Now that can either be something of a relief, or perhaps be even more disturbing to us. Do we have a God who suffers from multiple personality disorder and dances alone in a circle with two other self-manifestations? Or can we, with holy imaginations sparked by the Spirit, envision a triad relationship which moves and flows and, yes, dances in and through and among one identity? Such words and such a dance still invite us into mystery. God is beyond our descriptions and yet we believe God has given us the capacity to wonder and to adore, though as yet — in the words of St. Paul - “we see in a mirror dimly.” (1 Cor. 13:12)
Our own identities can be rather complicated, so perhaps we should permit God’s identity to dwell in that realm as well. To our parents, we are ever the child — adult or no. To those who experience us through our career, we are what we do: administrator, manager, legal expert, medical professional. To our children, we are mother or father, the parent. To our spouse, we are partner, lover, friend. We are the same person and yet we function in different roles according to our relationships in the dance of life. And, at times, that dance can get very complicated!

Exercise set —
1. Return everything in the reflection on God's identity from "Our own identities" down to "get very complicated!", copied word for word.
2. Take the reflection on God's identity further, continuing the passage from its last sentence.

Saved entries —
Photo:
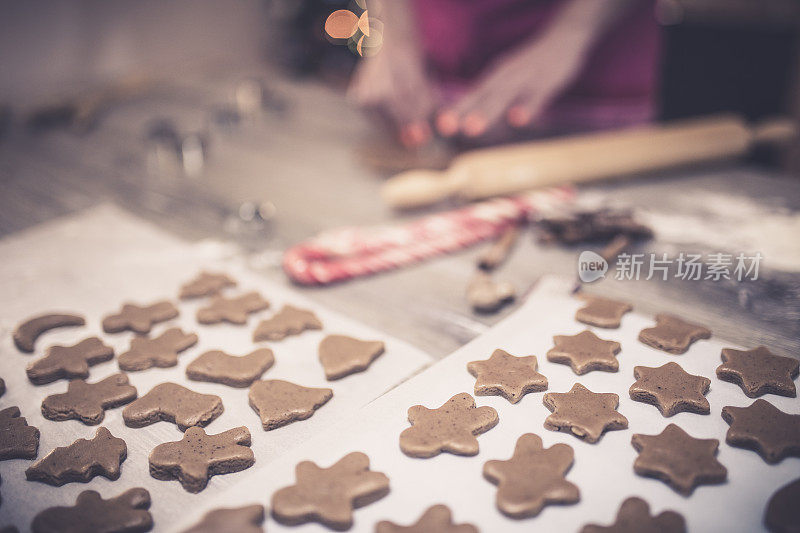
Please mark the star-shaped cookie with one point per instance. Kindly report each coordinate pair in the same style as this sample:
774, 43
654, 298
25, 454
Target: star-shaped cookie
532, 478
759, 371
678, 459
329, 495
583, 413
584, 352
672, 334
437, 518
601, 312
506, 375
671, 389
450, 428
634, 517
765, 429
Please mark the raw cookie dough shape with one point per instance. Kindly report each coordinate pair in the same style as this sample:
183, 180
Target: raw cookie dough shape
234, 310
81, 461
782, 514
18, 440
601, 312
341, 355
532, 478
506, 375
69, 362
235, 371
173, 403
290, 320
159, 352
247, 519
27, 332
87, 402
678, 459
634, 517
759, 371
671, 389
765, 429
329, 495
582, 413
138, 318
437, 518
279, 402
206, 284
126, 512
672, 334
584, 352
198, 456
453, 428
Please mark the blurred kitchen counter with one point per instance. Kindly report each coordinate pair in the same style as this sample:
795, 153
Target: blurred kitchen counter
298, 162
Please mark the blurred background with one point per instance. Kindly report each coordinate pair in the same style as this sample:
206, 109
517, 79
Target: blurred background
256, 124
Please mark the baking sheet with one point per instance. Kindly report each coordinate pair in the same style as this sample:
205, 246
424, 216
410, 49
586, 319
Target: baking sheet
603, 471
91, 263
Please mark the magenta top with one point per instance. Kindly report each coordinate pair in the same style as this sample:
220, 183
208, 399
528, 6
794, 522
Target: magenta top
616, 87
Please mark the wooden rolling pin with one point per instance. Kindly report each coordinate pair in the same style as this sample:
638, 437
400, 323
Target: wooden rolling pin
582, 158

Answers by item —
1.
Our own identities can be rather complicated, so perhaps we should permit God’s identity to dwell in that realm as well. To our parents, we are ever the child — adult or no. To those who experience us through our career, we are what we do: administrator, manager, legal expert, medical professional. To our children, we are mother or father, the parent. To our spouse, we are partner, lover, friend. We are the same person and yet we function in different roles according to our relationships in the dance of life. And, at times, that dance can get very complicated!

2.
As Jesus was preparing his disciples for his departure on the night before his death, we hear his words to them in the opening lines of today’s Gospel: “I still have many things to say to you, but you cannot bear to hear them now. When the Spirit of truth comes, the Spirit will guide you into all the truth.” (John 16:12) That same Spirit — the Spirit of truth whose wind filled the disciples on the Day of Pentecost with the very breath of God, is the Spirit of wisdom and truth and understanding who speaks to us from the proverbial words of the first reading: “When there were no depths I was brought forth, when there were no springs abounding with water. Before the mountains had been shaped, before the hills, I was brought forth — when God established the heavens, I was there, when God drew a circle on the face of the deep… then I was beside God… and I was daily God’s delight, rejoicing before God always, rejoicing in God’s inhabited world and delighting in the human race.”
Sisters and brothers, this Spirit of wisdom which accompanied God in creating the heavens and the earth, the Spirit of the Risen Jesus whose powerful presence we celebrated in community last week, this same Spirit so also now delights in creation and so delights in us, that we cannot help but be drawn into the delight of the divine dance ourselves.
And yet, as the ecosystem in the Gulf of Mexico becomes increasingly drenched and darkened by the BP oil spill on this day 41, and as all attempts to repair the leak systematically fail, we must acknowledge that the mystery deepens further and the plot thickens all-the-more as humanity destroys the creation in which the Divine Dance takes such delight. As we continue to be drawn into the dance, may the Spirit of wisdom show us the way to wholeness and restoration of all creation whose primordial groans are increasing in volume.
God did not create the world in isolation. In the beginning was the Word, and the Word was with God and the word was God. And the Word became flesh and dwelt among us. And the Word who was and is God sent forth the Spirit to renew the face of the earth.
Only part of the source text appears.